Would you restate, exactly as they appear, the lines from the one containing "point: the hexagon" through the end of the data below?

---

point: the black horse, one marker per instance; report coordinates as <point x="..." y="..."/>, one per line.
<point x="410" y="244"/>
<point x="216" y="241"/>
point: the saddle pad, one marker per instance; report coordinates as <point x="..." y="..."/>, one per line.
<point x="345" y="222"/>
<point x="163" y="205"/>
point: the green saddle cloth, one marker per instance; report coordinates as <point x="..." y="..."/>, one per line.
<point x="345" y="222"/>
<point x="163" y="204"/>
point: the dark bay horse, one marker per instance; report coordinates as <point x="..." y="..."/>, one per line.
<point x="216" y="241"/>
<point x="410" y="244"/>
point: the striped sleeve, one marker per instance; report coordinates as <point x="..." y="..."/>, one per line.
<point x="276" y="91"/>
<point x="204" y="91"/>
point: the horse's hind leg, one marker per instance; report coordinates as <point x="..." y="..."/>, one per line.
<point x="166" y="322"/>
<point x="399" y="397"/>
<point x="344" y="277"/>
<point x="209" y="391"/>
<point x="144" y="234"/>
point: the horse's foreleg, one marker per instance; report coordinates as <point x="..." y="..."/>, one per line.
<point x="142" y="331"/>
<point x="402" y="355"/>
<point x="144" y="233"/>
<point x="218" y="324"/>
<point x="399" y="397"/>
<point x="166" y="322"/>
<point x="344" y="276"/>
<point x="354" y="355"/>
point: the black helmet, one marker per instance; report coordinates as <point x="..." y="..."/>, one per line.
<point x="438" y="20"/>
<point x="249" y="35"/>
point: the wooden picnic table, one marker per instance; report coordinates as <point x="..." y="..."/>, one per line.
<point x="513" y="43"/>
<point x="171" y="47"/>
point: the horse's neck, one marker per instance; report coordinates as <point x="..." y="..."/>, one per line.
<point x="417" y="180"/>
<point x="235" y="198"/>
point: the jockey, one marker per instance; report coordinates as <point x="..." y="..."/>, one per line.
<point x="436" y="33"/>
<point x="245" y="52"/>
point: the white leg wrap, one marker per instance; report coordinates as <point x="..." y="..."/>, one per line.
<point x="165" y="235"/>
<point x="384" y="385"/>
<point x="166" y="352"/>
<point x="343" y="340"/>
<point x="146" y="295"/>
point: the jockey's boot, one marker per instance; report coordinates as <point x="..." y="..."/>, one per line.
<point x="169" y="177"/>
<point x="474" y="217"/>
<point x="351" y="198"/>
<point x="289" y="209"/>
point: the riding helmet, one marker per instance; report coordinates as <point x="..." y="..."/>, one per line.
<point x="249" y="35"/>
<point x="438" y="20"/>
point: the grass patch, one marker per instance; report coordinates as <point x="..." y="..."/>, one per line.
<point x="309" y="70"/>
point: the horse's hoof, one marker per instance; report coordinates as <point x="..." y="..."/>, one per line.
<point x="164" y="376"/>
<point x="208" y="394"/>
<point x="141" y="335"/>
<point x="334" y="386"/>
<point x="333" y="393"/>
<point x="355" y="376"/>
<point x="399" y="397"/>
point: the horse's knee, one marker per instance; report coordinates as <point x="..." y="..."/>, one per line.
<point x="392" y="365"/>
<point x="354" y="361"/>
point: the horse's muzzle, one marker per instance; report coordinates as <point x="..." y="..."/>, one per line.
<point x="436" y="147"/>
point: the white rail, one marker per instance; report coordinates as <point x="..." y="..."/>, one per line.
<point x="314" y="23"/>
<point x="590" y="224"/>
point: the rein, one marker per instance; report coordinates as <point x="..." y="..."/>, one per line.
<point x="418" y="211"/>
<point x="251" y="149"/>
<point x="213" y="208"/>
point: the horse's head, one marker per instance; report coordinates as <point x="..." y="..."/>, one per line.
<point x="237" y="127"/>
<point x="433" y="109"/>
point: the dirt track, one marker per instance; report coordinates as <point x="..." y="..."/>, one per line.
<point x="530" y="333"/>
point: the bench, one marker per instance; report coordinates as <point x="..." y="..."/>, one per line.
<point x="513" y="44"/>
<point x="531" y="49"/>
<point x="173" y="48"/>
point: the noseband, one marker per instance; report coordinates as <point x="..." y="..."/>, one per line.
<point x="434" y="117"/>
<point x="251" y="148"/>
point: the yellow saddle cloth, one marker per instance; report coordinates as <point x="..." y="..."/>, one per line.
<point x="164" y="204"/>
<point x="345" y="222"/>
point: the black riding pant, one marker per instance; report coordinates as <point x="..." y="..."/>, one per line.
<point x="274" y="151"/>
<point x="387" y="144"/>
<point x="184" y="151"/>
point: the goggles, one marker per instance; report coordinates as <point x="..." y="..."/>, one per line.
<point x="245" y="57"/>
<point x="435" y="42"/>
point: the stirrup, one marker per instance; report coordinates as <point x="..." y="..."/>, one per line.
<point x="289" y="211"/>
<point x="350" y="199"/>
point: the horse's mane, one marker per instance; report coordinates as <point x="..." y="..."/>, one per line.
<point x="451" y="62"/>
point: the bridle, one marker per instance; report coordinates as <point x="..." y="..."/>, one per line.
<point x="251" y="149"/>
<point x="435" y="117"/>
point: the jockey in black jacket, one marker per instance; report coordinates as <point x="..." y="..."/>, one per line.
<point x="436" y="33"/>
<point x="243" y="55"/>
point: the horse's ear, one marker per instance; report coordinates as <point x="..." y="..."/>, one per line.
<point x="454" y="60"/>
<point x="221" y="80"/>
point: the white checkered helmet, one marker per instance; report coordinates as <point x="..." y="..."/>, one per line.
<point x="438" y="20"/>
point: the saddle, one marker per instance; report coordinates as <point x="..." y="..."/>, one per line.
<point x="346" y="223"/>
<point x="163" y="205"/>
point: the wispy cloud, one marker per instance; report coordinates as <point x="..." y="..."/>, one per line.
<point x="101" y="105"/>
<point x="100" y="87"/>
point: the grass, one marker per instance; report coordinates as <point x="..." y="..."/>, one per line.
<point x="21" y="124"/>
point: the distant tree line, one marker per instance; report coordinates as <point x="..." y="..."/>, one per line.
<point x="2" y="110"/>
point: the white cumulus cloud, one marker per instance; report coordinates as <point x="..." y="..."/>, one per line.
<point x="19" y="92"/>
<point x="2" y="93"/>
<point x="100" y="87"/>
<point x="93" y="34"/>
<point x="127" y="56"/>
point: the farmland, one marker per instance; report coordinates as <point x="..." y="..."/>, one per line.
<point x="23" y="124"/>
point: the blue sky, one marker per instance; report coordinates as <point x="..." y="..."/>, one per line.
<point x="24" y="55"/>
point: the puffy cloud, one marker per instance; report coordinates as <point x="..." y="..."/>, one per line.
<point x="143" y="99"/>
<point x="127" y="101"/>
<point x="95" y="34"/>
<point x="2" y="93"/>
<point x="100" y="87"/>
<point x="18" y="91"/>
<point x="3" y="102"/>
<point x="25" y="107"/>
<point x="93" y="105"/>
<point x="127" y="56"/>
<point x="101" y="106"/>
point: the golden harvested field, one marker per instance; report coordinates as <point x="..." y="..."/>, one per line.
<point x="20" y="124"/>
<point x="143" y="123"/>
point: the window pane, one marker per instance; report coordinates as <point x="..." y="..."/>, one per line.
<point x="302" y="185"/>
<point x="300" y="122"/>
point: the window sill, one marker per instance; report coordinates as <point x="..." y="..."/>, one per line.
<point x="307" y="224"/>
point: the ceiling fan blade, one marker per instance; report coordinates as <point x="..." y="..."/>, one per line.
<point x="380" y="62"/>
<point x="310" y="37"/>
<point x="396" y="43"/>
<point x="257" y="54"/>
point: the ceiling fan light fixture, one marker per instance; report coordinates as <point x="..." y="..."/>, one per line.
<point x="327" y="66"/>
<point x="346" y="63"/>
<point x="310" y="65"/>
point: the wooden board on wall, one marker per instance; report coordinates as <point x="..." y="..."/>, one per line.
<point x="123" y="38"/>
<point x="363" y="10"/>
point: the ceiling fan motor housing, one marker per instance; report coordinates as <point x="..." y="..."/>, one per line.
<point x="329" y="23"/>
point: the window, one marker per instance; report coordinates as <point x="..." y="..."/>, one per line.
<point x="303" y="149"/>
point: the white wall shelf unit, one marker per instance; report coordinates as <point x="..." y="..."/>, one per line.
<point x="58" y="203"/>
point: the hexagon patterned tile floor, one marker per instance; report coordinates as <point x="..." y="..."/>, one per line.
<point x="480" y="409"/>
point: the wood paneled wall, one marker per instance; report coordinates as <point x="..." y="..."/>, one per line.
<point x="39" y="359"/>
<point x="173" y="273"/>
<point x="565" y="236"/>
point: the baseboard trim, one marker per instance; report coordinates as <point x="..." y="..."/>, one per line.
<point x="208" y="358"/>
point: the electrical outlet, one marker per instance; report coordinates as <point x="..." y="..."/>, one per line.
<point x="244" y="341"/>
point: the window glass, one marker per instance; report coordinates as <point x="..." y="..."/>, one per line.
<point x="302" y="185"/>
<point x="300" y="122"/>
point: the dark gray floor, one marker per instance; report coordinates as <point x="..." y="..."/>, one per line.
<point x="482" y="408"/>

---

→ **RESULT FOR THIS TASK**
point: the hexagon patterned tile floor, one marker per instance; report coordinates as <point x="..." y="..."/>, one per line.
<point x="480" y="409"/>
point: the wood paneled wall, one marker per instance; report coordinates as <point x="..." y="..."/>, one per line.
<point x="39" y="359"/>
<point x="173" y="273"/>
<point x="565" y="236"/>
point: the baseboard trim, one marker per instance; report coordinates as <point x="..." y="..."/>, one per line.
<point x="208" y="358"/>
point: the electrical outlet, one marker per instance; report coordinates as <point x="..." y="..."/>, one per line.
<point x="244" y="341"/>
point: the window glass, one marker per instance; report coordinates as <point x="..." y="..."/>, one per line.
<point x="302" y="185"/>
<point x="300" y="122"/>
point: the dark gray floor, one marker per instance; report coordinates as <point x="..." y="..."/>, one per line.
<point x="482" y="408"/>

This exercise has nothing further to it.